Region labeling listing
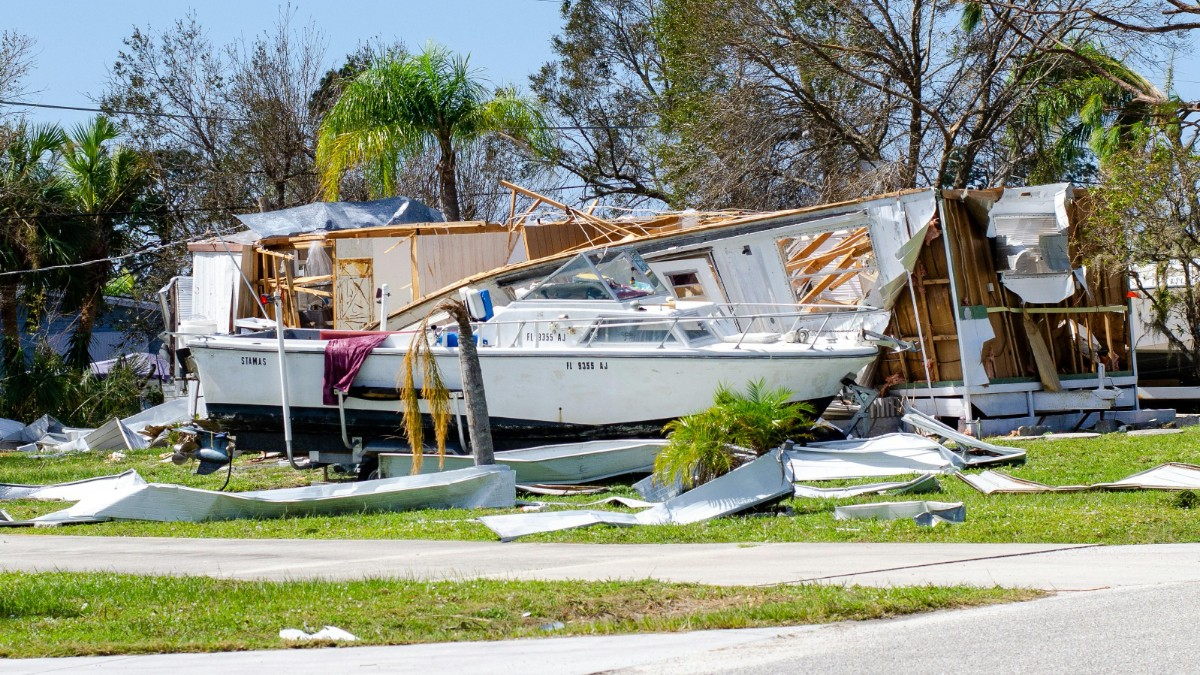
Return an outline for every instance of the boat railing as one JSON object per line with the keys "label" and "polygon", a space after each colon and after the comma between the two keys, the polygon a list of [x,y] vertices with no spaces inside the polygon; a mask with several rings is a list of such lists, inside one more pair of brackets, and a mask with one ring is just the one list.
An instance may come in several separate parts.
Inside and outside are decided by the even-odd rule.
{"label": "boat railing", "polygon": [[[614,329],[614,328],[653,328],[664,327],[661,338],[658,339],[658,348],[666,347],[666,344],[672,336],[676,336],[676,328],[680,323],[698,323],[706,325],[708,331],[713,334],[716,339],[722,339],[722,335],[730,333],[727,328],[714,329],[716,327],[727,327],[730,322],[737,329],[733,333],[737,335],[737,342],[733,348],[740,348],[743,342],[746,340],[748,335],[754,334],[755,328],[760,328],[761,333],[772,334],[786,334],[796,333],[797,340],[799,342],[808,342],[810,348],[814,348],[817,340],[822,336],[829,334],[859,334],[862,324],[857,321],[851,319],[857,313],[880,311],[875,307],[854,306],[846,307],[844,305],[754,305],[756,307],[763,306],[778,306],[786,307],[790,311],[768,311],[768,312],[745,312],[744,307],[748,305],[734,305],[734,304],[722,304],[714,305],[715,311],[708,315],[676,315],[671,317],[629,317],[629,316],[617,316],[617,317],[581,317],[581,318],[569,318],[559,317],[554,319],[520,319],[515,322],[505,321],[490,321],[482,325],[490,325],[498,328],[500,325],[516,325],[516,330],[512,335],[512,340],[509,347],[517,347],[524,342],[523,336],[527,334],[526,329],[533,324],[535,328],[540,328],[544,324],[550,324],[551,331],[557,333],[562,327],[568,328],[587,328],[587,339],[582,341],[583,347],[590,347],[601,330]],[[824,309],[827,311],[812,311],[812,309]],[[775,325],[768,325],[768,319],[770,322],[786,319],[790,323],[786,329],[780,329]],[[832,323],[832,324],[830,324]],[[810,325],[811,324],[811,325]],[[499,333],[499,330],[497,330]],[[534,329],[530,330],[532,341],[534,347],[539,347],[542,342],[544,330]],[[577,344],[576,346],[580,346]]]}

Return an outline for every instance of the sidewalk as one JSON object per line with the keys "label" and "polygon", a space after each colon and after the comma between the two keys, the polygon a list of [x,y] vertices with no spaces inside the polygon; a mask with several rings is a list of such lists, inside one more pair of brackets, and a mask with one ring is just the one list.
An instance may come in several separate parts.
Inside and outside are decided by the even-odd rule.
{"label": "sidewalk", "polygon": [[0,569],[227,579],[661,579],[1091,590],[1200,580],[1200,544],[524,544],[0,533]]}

_GOAL_
Copy out, unchanged, every line of the listing from the one containing "Return an outline for every instance of the sidewalk" through the end of the listing, including both ends.

_TASK SOLUTION_
Return an outline for every instance of the sidewalk as one JSON object per line with the keys "label" and "polygon", a space after each colon and after the comma between the two keys, the polygon a list of [x,y] vertices with no spaces inside the polygon; a mask with several rings is a list of such lists, inside one more pair of brackets, and a mask with one ring is just the one list.
An instance may come in several separate parts.
Inside and outside are decided by the even-odd rule.
{"label": "sidewalk", "polygon": [[0,569],[227,579],[661,579],[1091,590],[1200,580],[1200,544],[524,544],[0,533]]}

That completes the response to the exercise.